Entries supplied:

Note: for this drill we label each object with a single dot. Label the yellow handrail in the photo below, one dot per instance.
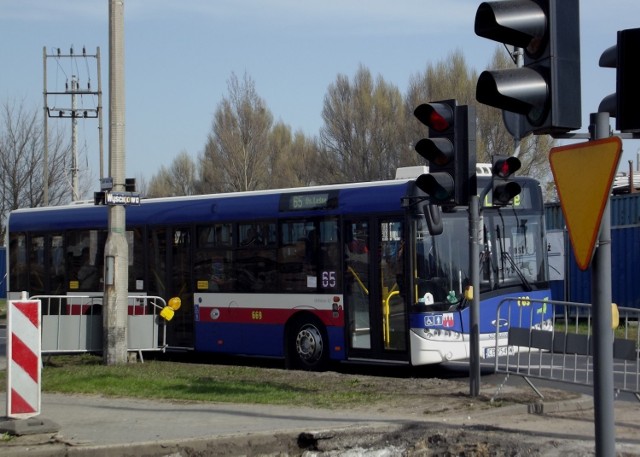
(386, 312)
(355, 275)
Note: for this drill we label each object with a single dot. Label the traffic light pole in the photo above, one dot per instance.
(474, 318)
(603, 391)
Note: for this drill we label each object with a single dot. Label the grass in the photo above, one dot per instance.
(627, 332)
(86, 374)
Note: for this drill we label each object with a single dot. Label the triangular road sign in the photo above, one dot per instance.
(584, 174)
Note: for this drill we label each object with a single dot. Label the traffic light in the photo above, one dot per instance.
(450, 150)
(623, 104)
(504, 189)
(546, 91)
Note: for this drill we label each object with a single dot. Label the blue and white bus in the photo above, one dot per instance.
(327, 273)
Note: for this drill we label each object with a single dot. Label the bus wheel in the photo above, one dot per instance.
(307, 346)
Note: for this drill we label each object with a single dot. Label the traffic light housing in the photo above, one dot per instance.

What you need to do:
Put all of the lines above into a numbered list, omitting any blank lines and leaving the pictures out.

Result for this task:
1. Note: for this drill we label each object with a single dot. Label the yellow handrail in the photo below, one dot per instance.
2. (386, 312)
3. (355, 275)
4. Note: for this drill we label each object with a single dot. Label the traffic light pole in the photo above, one dot per instance.
5. (474, 318)
6. (603, 391)
7. Note: for this drill we label each object with a single dot. Label the grass in the photo above, one dot per instance.
8. (627, 332)
9. (86, 374)
10. Note: for this drill we label each object with a single dot. Label the triangular road sign in the photo above, one dot per instance.
11. (584, 174)
12. Note: for this drill we label each object with a single dot. Label the traffic light in the photo above, one dot per instance.
13. (450, 150)
14. (623, 104)
15. (504, 189)
16. (546, 91)
17. Note: for this drill we label each object with a single dot. Label the blue and white bus in the photo above, one dot per instance.
18. (327, 273)
19. Note: for this drill we label each object with a single dot. Label the bus wheel in the photo above, one dot per instance.
20. (307, 346)
21. Note: for this drill we label each object with a single dot. Label the traffic light housing in the photo above, one dot per instance.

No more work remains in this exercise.